* _Task to complete_
Copy the movie review starting with "While he looks" and going on through "John that blossoms.", but swap "incredible" for "extraordinary".

* _Supplied text_
While he looks like everyone else on the outside, John is actually from another planet. He has incredible powers that many of us wish we had on any given day, but he’s not able to explore those abilities because he fears he will blow his cover. Taking over duties as John’s guardian is Henri (Timothy Olyphant) in a role that sutures him well. He channels that father figure and isn’t afraid to put up a fight when needed. John is tired of being secluded from the outside world, so he chooses against Henri’s wishes to enroll in school; that’s where he meets Sarah (Dianna Agron). She’s likable, unique and develops a relationship with John that blossoms.

The movie plays with the typical cliché of high school: the popular kids, the geeks, the loners and so on. There is a remarkable scene in the film where John stands up for loner Sam (Callan McAuliffe) by throwing a football, full force at a bully. Amidst the high school drama, John discovers it is difficult to conceal his super powers and his identity to those surrounding him. The impending threat of danger from locals and mercenaries out to destroy him, forces John to realize he must fight for his survival along with his new friends.

Entries from a pointing dataset
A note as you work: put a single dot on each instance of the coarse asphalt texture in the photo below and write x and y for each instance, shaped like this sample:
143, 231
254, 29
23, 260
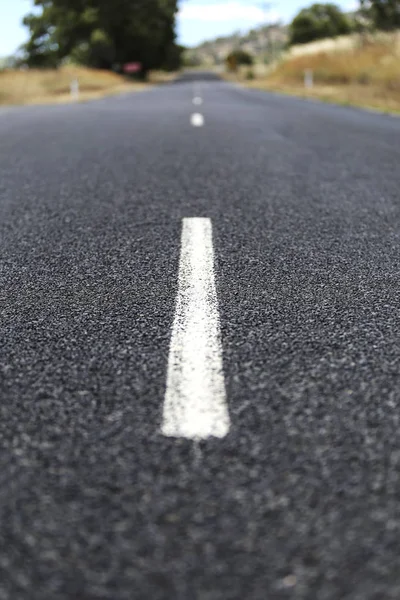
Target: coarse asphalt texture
301, 500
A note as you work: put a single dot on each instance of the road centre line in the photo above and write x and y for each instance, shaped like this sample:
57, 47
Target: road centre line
197, 120
195, 405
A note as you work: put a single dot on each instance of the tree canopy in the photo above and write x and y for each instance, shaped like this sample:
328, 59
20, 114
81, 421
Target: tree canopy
103, 33
317, 22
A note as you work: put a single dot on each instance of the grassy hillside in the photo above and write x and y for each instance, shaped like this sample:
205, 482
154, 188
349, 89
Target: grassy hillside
53, 86
358, 73
262, 42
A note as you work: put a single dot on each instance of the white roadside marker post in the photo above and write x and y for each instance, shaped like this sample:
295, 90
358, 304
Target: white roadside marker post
308, 79
74, 87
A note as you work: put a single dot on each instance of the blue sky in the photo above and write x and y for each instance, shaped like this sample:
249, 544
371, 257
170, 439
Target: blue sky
198, 20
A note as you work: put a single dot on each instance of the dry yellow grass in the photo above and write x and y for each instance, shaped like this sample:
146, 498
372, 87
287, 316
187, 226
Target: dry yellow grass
367, 74
53, 86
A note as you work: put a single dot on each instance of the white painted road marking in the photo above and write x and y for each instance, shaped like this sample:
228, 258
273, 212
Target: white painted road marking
197, 120
195, 405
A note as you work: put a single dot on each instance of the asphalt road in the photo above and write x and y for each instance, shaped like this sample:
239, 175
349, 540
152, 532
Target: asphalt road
301, 499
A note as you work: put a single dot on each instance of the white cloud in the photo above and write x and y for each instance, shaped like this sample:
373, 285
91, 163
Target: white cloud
224, 11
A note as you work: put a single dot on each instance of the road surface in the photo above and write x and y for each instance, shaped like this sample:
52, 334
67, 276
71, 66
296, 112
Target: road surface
199, 230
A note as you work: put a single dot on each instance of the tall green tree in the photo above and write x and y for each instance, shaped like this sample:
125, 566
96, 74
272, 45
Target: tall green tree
317, 22
103, 33
383, 14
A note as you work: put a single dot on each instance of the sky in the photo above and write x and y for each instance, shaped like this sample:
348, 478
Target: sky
198, 20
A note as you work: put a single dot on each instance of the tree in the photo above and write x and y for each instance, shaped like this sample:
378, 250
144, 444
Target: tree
384, 14
317, 22
238, 57
102, 34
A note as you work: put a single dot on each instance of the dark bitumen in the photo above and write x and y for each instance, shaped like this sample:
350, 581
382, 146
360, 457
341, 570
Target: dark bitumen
302, 499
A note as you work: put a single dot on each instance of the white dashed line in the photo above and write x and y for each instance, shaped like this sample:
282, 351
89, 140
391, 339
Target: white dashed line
197, 120
195, 405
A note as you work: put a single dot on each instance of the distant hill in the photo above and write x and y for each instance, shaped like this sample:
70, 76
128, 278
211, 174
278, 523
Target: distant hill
264, 43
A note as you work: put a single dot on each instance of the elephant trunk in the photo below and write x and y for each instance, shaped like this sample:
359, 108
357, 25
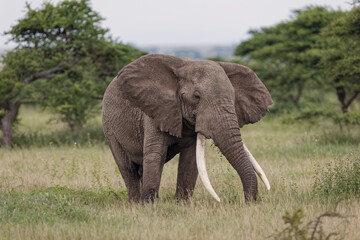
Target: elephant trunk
223, 128
231, 145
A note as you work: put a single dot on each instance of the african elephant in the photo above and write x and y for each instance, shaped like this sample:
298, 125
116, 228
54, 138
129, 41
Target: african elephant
161, 105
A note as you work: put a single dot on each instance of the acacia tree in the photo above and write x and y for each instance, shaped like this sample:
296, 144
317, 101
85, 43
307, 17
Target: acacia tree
62, 60
284, 56
341, 56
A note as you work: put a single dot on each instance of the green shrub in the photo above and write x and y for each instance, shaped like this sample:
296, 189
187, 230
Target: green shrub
339, 180
312, 230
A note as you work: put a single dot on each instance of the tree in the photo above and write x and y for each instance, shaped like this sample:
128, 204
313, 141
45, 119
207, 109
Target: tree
341, 57
284, 55
63, 60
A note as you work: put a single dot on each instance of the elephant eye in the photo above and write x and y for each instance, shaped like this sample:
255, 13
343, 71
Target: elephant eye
196, 95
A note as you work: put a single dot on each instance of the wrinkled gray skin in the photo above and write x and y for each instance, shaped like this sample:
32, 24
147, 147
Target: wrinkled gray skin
156, 106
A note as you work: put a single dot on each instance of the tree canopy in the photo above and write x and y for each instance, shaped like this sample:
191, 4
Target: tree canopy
63, 60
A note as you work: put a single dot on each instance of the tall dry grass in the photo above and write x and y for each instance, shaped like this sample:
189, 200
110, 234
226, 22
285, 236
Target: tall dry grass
74, 191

* _Response for this exercise_
While he looks like everyone else on the outside, John is actually from another planet. He has extraordinary powers that many of us wish we had on any given day, but he’s not able to explore those abilities because he fears he will blow his cover. Taking over duties as John’s guardian is Henri (Timothy Olyphant) in a role that sutures him well. He channels that father figure and isn’t afraid to put up a fight when needed. John is tired of being secluded from the outside world, so he chooses against Henri’s wishes to enroll in school; that’s where he meets Sarah (Dianna Agron). She’s likable, unique and develops a relationship with John that blossoms.